:: Passage to read ::
EP and live album by Maren Morris
- Released: May 8, 2020
- Recorded: March 9, 2019
- Venue: Riviera Theatre (Chicago, Illinois)
- Label: Sony Nashville

Maren Morris chronology
| Maren Morris: Reimagined (2019) | Maren Morris Live from Chicago (2020) | Humble Quest (2022) |

= Maren Morris Live from Chicago =

Maren Morris Live from Chicago is third extended play (EP) by American singer and songwriter Maren Morris. It was released on May 8, 2020, via Sony Music Nashville. Recorded during the opening night of the Girl: The World Tour, the EP captures live performances from Morris's March 9, 2019, concert at the Riviera Theatre in Chicago.

Released after the tour was interrupted by the COVID-19 pandemic, Maren Morris Live from Chicago was intended to give fans a live concert experience while in-person performances were suspended. It features four songs from her second studio album, Girl (2019), including the singles "Girl" and "The Bones".

==Background==
Morris first garnered commercial success with her 2016 single "My Church", which became a top ten country song. In the singles and albums that followed, she mixed country music with pop, R&B and rock that helped bring crossover success to her career. In 2019, her second studio album was released, titled Girl, and was followed by a corresponding world tour.
:::
● **Brief 1**: Repeat the article on Maren Morris Live from Chicago between "Maren Morris chronology" and "Theatre in Chicago.", inclusive.
● **Brief 2**: List every song title that appears in quotation marks in the article on Maren Morris Live from Chicago.
:: Data under study ::
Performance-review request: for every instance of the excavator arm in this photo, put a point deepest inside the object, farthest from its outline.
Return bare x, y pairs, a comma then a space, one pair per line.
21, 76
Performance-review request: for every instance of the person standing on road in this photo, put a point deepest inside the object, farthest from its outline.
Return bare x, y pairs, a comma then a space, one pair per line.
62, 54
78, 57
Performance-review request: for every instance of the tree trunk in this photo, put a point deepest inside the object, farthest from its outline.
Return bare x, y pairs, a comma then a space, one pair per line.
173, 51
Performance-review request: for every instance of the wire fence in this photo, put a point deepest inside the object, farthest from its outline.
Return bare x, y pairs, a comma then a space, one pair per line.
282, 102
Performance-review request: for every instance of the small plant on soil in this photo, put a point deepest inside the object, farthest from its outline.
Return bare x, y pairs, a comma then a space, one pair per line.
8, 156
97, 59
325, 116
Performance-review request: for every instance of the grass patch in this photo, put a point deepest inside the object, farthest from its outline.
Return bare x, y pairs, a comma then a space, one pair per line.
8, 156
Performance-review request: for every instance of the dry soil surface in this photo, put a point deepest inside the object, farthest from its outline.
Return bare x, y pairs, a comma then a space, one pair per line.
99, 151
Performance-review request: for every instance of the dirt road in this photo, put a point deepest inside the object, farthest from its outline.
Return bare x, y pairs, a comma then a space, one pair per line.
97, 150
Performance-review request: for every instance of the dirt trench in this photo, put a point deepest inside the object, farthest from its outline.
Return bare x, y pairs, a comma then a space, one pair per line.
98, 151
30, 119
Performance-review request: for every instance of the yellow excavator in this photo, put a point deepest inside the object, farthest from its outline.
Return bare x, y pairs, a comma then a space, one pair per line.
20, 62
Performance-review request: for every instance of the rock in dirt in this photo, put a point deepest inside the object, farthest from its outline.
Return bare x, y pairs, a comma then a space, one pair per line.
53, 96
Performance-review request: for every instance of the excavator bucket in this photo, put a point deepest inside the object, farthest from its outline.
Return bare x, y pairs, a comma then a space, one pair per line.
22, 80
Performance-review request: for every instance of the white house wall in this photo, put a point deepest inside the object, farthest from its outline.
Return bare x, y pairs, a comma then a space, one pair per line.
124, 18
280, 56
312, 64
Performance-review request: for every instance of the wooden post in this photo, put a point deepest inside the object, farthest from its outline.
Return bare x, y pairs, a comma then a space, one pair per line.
:::
● **Expected answer 1**:
Maren Morris chronology
| Maren Morris: Reimagined (2019) | Maren Morris Live from Chicago (2020) | Humble Quest (2022) |

= Maren Morris Live from Chicago =

Maren Morris Live from Chicago is third extended play (EP) by American singer and songwriter Maren Morris. It was released on May 8, 2020, via Sony Music Nashville. Recorded during the opening night of the Girl: The World Tour, the EP captures live performances from Morris's March 9, 2019, concert at the Riviera Theatre in Chicago.

● **Expected answer 2**:
"Girl"
"The Bones"
"My Church"